> **PROBLEM REQUIREMENTS**: Lay out all of the entries below as a two-column CSV with the headers text and answer. Give one row per entry, put its text and its answer each in a single quoted field with line breaks replaced by spaces, and omit the pictures.

> **DATA IN THIS EXERCISE**:
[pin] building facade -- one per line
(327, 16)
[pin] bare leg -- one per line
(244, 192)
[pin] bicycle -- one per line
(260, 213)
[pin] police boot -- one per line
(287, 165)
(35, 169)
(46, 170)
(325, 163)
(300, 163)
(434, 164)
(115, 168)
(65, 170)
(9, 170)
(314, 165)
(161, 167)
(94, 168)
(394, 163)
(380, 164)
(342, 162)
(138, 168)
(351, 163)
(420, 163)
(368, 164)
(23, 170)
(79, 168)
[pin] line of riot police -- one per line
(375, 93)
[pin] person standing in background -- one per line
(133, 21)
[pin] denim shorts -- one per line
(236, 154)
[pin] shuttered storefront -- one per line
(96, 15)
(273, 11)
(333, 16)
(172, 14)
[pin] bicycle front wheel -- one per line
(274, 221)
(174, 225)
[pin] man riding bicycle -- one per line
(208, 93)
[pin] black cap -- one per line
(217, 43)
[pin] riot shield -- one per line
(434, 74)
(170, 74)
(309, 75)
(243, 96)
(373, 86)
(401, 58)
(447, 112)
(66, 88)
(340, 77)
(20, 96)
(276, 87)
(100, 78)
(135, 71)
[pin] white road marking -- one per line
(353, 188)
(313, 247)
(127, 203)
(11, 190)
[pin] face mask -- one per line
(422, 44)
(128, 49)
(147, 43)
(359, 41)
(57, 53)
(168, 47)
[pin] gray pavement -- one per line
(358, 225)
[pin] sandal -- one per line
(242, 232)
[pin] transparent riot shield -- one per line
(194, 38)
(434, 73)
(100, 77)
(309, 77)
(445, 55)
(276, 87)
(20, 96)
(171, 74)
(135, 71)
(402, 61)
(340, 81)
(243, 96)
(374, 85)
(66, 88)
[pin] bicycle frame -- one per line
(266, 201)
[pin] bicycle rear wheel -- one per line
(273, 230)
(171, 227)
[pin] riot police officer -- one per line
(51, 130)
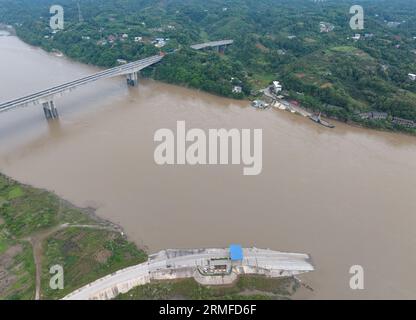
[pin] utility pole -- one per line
(80, 18)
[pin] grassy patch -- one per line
(85, 256)
(85, 253)
(15, 192)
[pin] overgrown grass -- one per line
(86, 254)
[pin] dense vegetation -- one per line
(274, 40)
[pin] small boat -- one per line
(317, 118)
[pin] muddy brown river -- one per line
(347, 196)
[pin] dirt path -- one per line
(37, 240)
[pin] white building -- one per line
(237, 89)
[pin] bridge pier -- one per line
(132, 79)
(50, 110)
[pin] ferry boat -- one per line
(317, 118)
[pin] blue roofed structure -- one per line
(236, 252)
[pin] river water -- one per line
(346, 196)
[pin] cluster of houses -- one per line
(366, 36)
(160, 42)
(326, 27)
(375, 115)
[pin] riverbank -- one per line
(39, 230)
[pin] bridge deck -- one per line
(113, 72)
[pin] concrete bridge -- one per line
(220, 45)
(206, 266)
(46, 97)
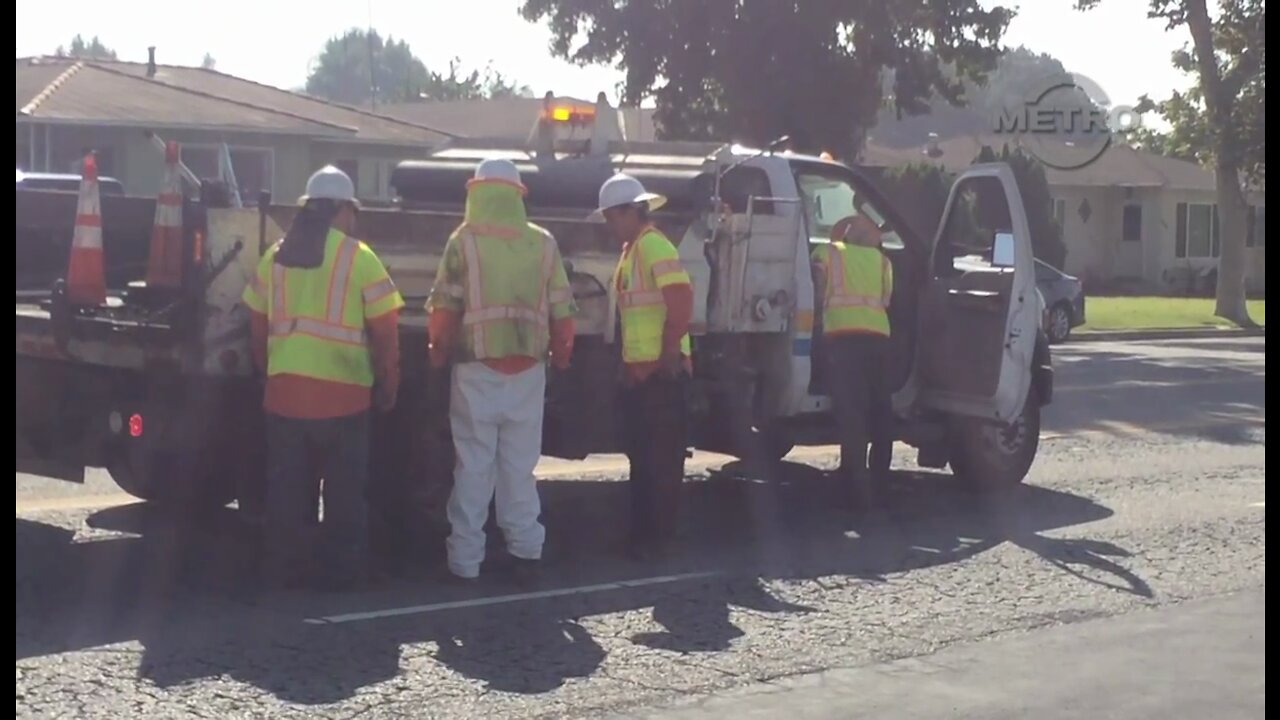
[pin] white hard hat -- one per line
(625, 190)
(498, 169)
(330, 183)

> **OUTPUT FOR THIS TASK**:
text,answer
"[pin] building facade -- one per line","(327, 16)"
"[pin] bare leg -- one per line","(244, 192)"
"[pin] bicycle -- one per line","(260, 213)"
"[pin] police boot -- one per line","(287, 165) (35, 169) (46, 170) (325, 163) (300, 163) (434, 164) (115, 168) (65, 170) (9, 170) (314, 165) (161, 167) (94, 168) (394, 163) (380, 164) (342, 162) (138, 168) (351, 163) (420, 163) (368, 164) (23, 170) (79, 168)"
"[pin] line of riot police -- one per line","(375, 93)"
"[pin] person standing in background -- one per line","(133, 21)"
"[pin] denim shorts -- one per line","(236, 154)"
"[pin] shuttered storefront -- one per line","(96, 15) (273, 11) (333, 16) (172, 14)"
"[pin] bicycle front wheel -- one per line","(274, 221) (174, 225)"
"[pin] man riding bicycle -- one per line","(208, 93)"
"[pin] black cap -- one per line","(217, 43)"
"[pin] riot shield -- one per line","(434, 74) (170, 74) (309, 75) (243, 96) (373, 86) (401, 58) (447, 112) (66, 88) (340, 77) (20, 96) (276, 87) (100, 78) (135, 71)"
"[pin] white road marking -- one per line","(353, 188) (313, 247) (127, 203) (11, 190)"
"[pin] face mask -- one per line","(422, 44) (128, 49) (147, 43) (359, 41) (57, 53) (168, 47)"
"[pin] gray pavement -- one per line","(358, 225)"
"[pin] sandal -- one per line","(242, 232)"
"[pin] transparent riot shield -- one per line","(194, 38) (434, 73) (100, 77) (309, 77) (445, 55) (276, 87) (20, 96) (171, 74) (135, 71) (402, 61) (340, 81) (243, 96) (374, 85) (66, 88)"
"[pin] bicycle frame -- one per line","(266, 201)"
"[pin] bicycle rear wheel -- one per line","(273, 230) (171, 227)"
"[pin] riot police officer -- one per line","(51, 130)"
"[pin] utility pole -- one per line","(80, 18)"
"[pin] grassy patch -- one per line","(85, 256) (85, 253) (15, 192)"
"[pin] overgrown grass -- one per line","(86, 254)"
"[pin] dense vegetation -- one per line","(274, 40)"
"[pin] small boat -- one per line","(317, 118)"
"[pin] muddy brown river -- one per line","(347, 196)"
"[pin] dirt path -- one per line","(37, 240)"
"[pin] white building -- one per line","(237, 89)"
"[pin] bridge pier -- one per line","(132, 79) (50, 110)"
"[pin] ferry boat -- one per line","(317, 118)"
"[pin] blue roofed structure -- one per line","(236, 252)"
"[pin] river water -- one per line","(346, 196)"
"[pin] cluster of houses -- one per line","(366, 36) (160, 42) (326, 27) (375, 115)"
"[pin] riverbank -- one per line","(39, 230)"
"[pin] bridge deck -- one per line","(113, 72)"
"[pin] concrete bridge -- one per line","(220, 45) (206, 266) (46, 97)"
"[pin] white hard hat -- one per line","(625, 190) (498, 169) (330, 183)"